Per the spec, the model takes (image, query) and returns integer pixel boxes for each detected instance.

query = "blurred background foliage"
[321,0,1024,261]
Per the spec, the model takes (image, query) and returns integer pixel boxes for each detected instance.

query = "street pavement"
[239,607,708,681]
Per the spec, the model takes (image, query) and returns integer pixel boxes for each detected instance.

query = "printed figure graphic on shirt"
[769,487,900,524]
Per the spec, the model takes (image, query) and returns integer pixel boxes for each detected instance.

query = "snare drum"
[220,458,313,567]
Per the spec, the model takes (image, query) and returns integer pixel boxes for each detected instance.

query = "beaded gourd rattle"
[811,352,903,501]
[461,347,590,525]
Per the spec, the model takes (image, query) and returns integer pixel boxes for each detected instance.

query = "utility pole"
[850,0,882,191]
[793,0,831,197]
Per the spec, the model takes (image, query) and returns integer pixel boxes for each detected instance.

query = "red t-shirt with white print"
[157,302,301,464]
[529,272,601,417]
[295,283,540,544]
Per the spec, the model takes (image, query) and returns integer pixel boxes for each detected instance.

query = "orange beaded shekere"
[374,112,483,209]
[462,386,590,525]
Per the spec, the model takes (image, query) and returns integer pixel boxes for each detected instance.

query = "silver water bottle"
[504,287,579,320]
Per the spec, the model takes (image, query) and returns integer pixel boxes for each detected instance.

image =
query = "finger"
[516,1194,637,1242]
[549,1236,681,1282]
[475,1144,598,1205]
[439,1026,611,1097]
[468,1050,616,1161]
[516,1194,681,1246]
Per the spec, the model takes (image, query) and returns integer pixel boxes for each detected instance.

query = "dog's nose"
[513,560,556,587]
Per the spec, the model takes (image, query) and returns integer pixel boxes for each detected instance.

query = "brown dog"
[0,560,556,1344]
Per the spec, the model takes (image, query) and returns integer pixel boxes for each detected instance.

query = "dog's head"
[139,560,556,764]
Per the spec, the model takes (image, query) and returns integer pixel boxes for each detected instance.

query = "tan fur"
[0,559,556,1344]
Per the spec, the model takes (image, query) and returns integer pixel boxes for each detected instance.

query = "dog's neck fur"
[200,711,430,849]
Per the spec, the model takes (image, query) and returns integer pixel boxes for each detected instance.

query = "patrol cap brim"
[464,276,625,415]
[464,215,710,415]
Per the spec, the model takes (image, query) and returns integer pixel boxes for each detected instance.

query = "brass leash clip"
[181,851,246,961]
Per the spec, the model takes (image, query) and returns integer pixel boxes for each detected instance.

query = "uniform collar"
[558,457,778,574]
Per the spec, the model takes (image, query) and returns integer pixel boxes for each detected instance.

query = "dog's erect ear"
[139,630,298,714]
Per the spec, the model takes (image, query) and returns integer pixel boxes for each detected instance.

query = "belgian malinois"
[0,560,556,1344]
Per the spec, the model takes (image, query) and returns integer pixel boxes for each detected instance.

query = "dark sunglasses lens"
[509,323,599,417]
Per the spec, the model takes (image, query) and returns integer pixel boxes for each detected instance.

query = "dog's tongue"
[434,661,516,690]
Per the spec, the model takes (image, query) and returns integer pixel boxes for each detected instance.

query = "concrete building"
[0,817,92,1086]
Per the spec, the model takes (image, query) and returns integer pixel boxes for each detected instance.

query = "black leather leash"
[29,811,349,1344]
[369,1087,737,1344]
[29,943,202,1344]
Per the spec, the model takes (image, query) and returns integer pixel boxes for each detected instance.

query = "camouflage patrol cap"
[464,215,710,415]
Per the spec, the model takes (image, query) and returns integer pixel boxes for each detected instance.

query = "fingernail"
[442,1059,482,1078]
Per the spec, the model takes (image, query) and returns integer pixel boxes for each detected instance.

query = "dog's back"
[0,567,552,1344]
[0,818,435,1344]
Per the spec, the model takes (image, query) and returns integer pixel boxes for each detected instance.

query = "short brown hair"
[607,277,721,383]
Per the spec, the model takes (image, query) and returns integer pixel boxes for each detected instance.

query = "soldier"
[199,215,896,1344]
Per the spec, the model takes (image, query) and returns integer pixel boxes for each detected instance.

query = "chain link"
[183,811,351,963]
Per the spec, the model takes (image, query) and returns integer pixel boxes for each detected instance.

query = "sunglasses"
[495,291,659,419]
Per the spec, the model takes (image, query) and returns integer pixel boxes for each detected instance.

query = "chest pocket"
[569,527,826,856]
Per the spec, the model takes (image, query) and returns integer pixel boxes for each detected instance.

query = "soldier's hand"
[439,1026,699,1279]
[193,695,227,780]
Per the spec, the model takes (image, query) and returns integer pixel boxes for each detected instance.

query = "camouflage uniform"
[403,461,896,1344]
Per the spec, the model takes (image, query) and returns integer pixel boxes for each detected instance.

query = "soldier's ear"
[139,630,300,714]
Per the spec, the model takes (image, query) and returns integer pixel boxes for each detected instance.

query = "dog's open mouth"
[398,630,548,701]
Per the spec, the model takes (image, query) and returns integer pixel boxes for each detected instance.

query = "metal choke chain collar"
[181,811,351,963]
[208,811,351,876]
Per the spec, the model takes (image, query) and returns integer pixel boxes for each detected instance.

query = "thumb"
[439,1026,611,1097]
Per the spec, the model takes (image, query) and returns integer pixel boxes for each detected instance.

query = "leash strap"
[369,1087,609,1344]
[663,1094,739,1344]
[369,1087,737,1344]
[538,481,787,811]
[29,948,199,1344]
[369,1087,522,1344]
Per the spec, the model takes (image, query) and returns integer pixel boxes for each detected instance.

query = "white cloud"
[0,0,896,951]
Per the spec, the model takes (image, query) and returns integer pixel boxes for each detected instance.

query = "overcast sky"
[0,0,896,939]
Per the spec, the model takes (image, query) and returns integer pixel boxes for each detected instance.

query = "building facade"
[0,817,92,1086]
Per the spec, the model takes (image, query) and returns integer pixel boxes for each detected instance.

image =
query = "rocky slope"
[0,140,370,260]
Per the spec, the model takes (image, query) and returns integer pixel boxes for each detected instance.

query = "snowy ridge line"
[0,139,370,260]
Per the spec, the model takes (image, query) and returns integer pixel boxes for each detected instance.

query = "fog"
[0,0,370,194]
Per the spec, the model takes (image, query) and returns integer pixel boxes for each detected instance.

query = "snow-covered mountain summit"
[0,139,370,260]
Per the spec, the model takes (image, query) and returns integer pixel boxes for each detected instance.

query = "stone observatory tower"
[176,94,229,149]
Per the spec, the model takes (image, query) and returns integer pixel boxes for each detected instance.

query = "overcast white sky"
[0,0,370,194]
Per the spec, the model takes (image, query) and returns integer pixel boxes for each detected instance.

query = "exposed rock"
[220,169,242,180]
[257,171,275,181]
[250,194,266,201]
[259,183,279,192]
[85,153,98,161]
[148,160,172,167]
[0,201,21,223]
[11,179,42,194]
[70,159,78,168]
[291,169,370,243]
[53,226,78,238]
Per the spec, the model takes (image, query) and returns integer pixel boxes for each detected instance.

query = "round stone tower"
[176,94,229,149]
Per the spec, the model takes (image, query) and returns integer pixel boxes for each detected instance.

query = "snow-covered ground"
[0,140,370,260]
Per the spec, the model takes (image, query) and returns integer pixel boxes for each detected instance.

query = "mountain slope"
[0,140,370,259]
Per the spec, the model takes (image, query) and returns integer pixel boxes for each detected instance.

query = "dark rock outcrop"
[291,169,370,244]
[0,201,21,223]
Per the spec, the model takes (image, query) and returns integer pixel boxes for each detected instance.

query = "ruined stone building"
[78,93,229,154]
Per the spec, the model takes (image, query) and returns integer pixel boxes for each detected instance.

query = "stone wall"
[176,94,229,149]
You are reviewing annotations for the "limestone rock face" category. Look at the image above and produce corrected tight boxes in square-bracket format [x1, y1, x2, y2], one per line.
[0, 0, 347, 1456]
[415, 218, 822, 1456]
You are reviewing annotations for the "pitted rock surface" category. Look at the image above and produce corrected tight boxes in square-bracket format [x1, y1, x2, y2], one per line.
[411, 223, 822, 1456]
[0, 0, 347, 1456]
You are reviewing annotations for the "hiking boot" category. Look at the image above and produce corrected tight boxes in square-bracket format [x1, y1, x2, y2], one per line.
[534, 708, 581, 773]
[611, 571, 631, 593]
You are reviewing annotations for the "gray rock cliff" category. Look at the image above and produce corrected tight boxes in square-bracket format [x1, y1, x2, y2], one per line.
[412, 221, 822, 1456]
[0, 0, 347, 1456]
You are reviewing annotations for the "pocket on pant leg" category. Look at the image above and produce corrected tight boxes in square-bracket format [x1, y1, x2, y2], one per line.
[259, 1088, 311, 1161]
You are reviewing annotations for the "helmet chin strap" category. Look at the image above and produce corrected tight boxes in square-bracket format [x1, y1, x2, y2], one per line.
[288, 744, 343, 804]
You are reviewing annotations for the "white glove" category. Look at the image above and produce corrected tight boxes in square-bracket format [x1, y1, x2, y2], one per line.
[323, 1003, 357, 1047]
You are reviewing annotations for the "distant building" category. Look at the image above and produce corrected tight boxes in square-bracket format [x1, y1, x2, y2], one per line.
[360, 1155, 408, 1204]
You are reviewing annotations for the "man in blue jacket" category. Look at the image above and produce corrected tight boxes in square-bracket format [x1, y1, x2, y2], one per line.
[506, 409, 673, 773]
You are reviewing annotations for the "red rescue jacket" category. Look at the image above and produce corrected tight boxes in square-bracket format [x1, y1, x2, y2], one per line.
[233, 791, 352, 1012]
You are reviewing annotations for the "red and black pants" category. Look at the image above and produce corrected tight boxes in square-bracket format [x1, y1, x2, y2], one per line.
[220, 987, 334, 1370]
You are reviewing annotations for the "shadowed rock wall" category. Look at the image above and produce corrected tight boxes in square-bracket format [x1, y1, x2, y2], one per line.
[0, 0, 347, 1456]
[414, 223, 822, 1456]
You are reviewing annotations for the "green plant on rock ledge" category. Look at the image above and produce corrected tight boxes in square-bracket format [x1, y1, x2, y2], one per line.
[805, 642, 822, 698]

· · ·

Objective
Reproduce the records verbatim, from the first line through the line containing "[239,607,708,681]", with both ends included.

Result
Per the spec, the model takes (image, query) and returns integer pixel boxes for each detected instance.

query = "blurred background foliage"
[321,0,1024,261]
Per the spec, the model takes (image, query) and returns integer pixel boxes for each detected instance.

query = "street pavement"
[239,607,708,681]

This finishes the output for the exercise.